→ Problem to solve
State how many lines in the records below contain the string "Query", treating uppercase and lowercase as different. Reply with the number alone.
--- START OF Extracted information ---
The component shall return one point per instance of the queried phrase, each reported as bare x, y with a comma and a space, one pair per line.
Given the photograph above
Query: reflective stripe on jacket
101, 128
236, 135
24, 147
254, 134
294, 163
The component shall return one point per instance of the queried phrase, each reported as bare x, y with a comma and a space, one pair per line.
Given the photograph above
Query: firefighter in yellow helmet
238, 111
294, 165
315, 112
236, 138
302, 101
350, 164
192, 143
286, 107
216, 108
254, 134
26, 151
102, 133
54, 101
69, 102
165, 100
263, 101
--- END OF Extracted information ---
--- START OF Extracted information ---
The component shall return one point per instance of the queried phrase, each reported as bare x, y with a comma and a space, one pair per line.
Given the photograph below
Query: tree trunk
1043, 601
--- END OF Extracted information ---
→ Reply to the task
3